• **ASSIGNMENT**
Which lines run from the one containing "TASK = drop" to the end of the records? Write them out exactly, both ends included, and nothing else.
=== GIVEN RECORDS ===
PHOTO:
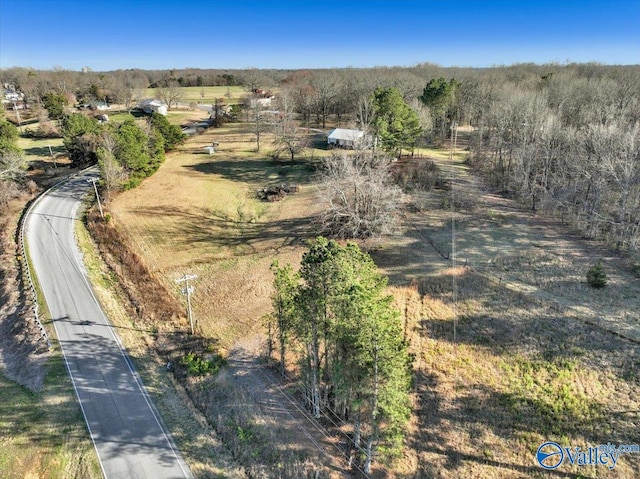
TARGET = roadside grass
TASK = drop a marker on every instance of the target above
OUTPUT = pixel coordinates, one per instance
(43, 435)
(524, 367)
(206, 456)
(199, 214)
===
• **TASK ANSWER**
TASK = drop a marker on every instance of the target above
OUTPUT = pixel coordinates, one per instance
(43, 435)
(524, 367)
(206, 456)
(199, 214)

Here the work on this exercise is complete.